***** PAGE *****

Tags: Pearl's | Abductor | Charged | With | Murder

Pearl's Abductor to Be Charged With Murder

Monday, 25 February 2002 12:00 AM

The British-born Omar, 28, on Feb. 14 told a court that the reporter was dead. Omar also confessed to being the mastermind behind his abduction.

"Since he was the one to have told the court that Pearl was dead, it is only natural that we charge him," a police spokesman said on condition of anonymity. "We will present a formal charge sheet against him in court today."

Police sealed off the area around the anti-terrorism court with armored personnel carriers and vans. Omar is scheduled to appear in front of the court later in the day.

Three other suspects sought in connection with Pearl's death are Arab nationals thought to be members of Osama bin Laden's al-Qaeda terror network, Pakistani police have said. Pakistani officials believe hundreds of Taliban and al-Qaeda fighters entered Pakistan from Kabul when their regime collapsed in November.

Pearl, 38, was kidnapped Jan. 23 while working on a story about possible ties between Richard Reid, the accused "shoe bomber" and Osama bin Laden's al-Qaeda terrorist network.

Pearl's death was confirmed Thursday in a videotape obtained by U.S. officials.

*****

- STATED TASK A:
In the article on Pearl's abductor, shorten the paragraph beginning "Three other suspects sought" into a brief bulleted list that keeps its main facts.

***** SUPPLIED ENTRIES *****

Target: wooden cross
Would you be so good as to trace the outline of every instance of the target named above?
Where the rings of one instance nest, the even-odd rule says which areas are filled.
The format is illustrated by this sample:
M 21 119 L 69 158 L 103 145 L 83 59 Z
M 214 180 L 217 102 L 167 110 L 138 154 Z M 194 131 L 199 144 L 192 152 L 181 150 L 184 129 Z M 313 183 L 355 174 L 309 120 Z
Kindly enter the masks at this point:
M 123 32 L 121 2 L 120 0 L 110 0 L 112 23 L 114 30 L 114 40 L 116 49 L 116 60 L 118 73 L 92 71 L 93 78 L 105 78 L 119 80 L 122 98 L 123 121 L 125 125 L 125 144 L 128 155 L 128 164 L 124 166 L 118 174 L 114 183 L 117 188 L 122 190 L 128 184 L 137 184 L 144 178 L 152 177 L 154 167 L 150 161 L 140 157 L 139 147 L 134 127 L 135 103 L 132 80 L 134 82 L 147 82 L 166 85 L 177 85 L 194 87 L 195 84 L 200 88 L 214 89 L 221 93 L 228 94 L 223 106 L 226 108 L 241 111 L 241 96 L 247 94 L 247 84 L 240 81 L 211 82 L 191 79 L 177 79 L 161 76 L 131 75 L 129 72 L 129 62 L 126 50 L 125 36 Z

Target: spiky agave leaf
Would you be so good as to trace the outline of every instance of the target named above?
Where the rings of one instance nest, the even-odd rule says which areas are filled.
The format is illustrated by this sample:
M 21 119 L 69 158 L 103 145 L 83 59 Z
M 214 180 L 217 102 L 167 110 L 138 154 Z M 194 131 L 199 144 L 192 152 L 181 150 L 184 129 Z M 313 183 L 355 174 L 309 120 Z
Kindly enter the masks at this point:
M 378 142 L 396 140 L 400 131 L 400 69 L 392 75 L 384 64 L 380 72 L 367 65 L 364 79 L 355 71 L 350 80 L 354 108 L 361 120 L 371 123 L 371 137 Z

*****

- STATED TASK B:
Reproduce everything in the records from the line containing "Target: spiky agave leaf" down to the end of the records, both ends included, with no changes.

- COMPLETE ANSWER A:
- Pakistani police say three other suspects sought in Pearl's death are Arab nationals thought to belong to al-Qaeda.
- Pakistani officials believe hundreds of Taliban and al-Qaeda fighters entered Pakistan from Kabul when their regime collapsed in November.

- COMPLETE ANSWER B:
Target: spiky agave leaf
Would you be so good as to trace the outline of every instance of the target named above?
Where the rings of one instance nest, the even-odd rule says which areas are filled.
The format is illustrated by this sample:
M 21 119 L 69 158 L 103 145 L 83 59 Z
M 214 180 L 217 102 L 167 110 L 138 154 Z M 194 131 L 199 144 L 192 152 L 181 150 L 184 129 Z M 313 183 L 355 174 L 309 120 Z
Kindly enter the masks at this point:
M 378 142 L 396 140 L 400 131 L 400 69 L 392 75 L 384 64 L 380 72 L 367 65 L 364 79 L 355 71 L 350 80 L 354 108 L 361 120 L 371 123 L 371 137 Z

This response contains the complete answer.